Entries from a dataset:
• • • •

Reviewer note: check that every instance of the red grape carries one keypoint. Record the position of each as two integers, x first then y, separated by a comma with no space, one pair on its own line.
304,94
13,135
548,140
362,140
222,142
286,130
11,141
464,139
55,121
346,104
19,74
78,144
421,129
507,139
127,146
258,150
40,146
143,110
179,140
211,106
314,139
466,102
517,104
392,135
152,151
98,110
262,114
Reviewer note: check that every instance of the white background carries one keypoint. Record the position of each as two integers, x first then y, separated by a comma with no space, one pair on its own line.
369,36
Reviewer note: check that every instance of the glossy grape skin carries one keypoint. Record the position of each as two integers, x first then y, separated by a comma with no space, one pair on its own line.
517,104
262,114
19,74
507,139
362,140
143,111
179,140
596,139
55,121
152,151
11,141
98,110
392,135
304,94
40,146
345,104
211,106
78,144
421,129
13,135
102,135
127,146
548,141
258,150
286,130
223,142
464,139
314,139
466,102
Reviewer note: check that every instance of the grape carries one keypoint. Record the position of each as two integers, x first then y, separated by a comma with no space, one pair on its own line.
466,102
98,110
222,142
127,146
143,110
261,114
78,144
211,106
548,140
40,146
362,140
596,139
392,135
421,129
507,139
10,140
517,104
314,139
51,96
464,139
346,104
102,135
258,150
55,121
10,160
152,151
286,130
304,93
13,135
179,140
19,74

• • • •

> _What you are asked to do_: Write out every line of the entries above exactly as they appear.

> _Expected output_:
Reviewer note: check that every instance of the red grape carries one keypoint. Record the position of each as two integers, x first then y, separated by a comma with no space, one pair on its own line.
304,94
13,135
548,140
362,140
222,142
286,130
11,141
464,139
55,121
346,104
19,74
78,144
421,129
507,139
127,146
258,150
40,146
143,110
179,140
211,106
314,139
466,102
517,104
392,135
152,151
98,110
262,114
Reviewer note: check that every instance of the white background carries one keypoint. Record the position of each as two integers, x first then y, separated by a comma with no space, one pair on its own line.
369,36
Reviewer note: check that every instance of the glossy grape skin carries one keypoint. Record the position of each as two integers, x first then y, separated by a comma with no space, one pair on its own line.
517,104
262,114
19,74
507,139
362,140
143,111
179,140
596,139
55,121
152,151
11,141
98,110
392,135
304,94
40,146
345,104
211,106
78,144
421,129
13,135
102,135
127,146
548,141
258,150
286,130
223,142
464,139
314,139
466,102
Reviewer note: check that every instance of the grape carries one keypoint. Record the position of each as two integers, x first then y, separated by a comma with no space, one pair on its own line.
466,102
98,110
222,142
127,146
143,110
261,114
78,144
211,106
548,140
40,146
362,140
596,139
392,135
421,129
507,139
10,140
517,104
314,139
51,96
464,139
346,104
102,135
258,150
55,121
10,160
152,151
286,130
304,93
13,135
179,140
19,74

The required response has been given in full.